• _Directive A_: From the Sun RPC inspection text below, output the passage starting at "clear configure sunrpc_server" and ending at "NFS or NIS.", copied word for word.

• _Page text_:
* begin *

The following example enables the RPC inspection engine, which creates a class map to match RPC traffic on the default port (111). The service policy is then applied to the outside interface. To enable RPC inspection for all interfaces, use the global parameter in place of interface outside.

ciscoasa(config)# class-map sunrpc-port
ciscoasa(config-cmap)# match port tcp eq 111
ciscoasa(config-cmap)# exit
ciscoasa(config)# policy-map sample_policy
ciscoasa(config-pmap)# class sunrpc-port
ciscoasa(config-pmap-c)# inspect sunrpc
ciscoasa(config-pmap-c)# exit
ciscoasa(config)# service-policy sample_policy interface outside
 

 
Related Commands

Commands
Description

clear configure sunrpc_server

Removes the configuration performed using the sunrpc-server command.

clear sunrpc-server active

Clears the pinholes that are opened by Sun RPC application inspection for specific services, such as NFS or NIS.

* end *

• _Directive B_: Return every line of the records below without any change, but omit the pictures.

• _Data in this exercise_:

* begin *

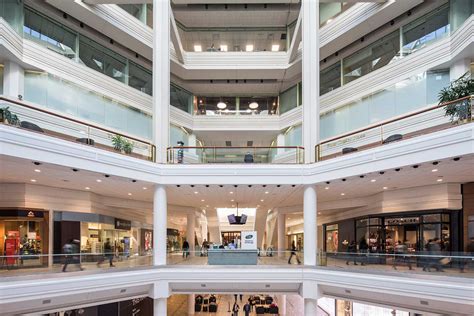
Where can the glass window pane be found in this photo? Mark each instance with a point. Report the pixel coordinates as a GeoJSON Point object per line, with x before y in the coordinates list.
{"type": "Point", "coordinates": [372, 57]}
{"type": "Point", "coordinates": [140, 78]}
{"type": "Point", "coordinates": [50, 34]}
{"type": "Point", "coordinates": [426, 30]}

* end *

• _Problem solution A_:
clear configure sunrpc_server

Removes the configuration performed using the sunrpc-server command.

clear sunrpc-server active

Clears the pinholes that are opened by Sun RPC application inspection for specific services, such as NFS or NIS.

• _Problem solution B_:
Where can the glass window pane be found in this photo? Mark each instance with a point. Report the pixel coordinates as a GeoJSON Point object per line, with x before y in the coordinates list.
{"type": "Point", "coordinates": [372, 57]}
{"type": "Point", "coordinates": [140, 78]}
{"type": "Point", "coordinates": [50, 34]}
{"type": "Point", "coordinates": [426, 30]}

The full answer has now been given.